_Exercise instructions_
Reproduce each of the records below verbatim, without changing a single character.

********

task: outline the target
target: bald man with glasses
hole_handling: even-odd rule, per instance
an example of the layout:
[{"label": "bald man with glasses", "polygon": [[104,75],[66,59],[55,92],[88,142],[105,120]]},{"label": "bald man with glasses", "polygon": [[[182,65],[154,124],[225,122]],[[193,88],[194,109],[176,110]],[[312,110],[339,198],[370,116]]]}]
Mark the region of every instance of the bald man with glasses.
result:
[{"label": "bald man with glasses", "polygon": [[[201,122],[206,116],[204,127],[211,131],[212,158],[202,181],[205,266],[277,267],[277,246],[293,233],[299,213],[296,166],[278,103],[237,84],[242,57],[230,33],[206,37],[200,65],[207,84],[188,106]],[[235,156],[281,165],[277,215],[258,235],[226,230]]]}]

********

_Solution below_
task: outline the target
target: bald man with glasses
hole_handling: even-odd rule, per instance
an example of the layout:
[{"label": "bald man with glasses", "polygon": [[104,75],[66,59],[55,92],[88,142],[105,120]]},{"label": "bald man with glasses", "polygon": [[[182,65],[154,124],[225,122]],[[193,88],[194,109],[176,110]],[[312,110],[339,198],[370,116]]]}]
Mark the region of every instance of the bald man with glasses.
result:
[{"label": "bald man with glasses", "polygon": [[[201,122],[206,116],[204,127],[211,131],[212,158],[202,181],[205,266],[277,267],[277,246],[293,233],[299,213],[296,166],[278,103],[237,84],[242,57],[230,33],[206,37],[200,65],[207,84],[188,106]],[[235,156],[281,165],[277,215],[258,235],[226,230]]]}]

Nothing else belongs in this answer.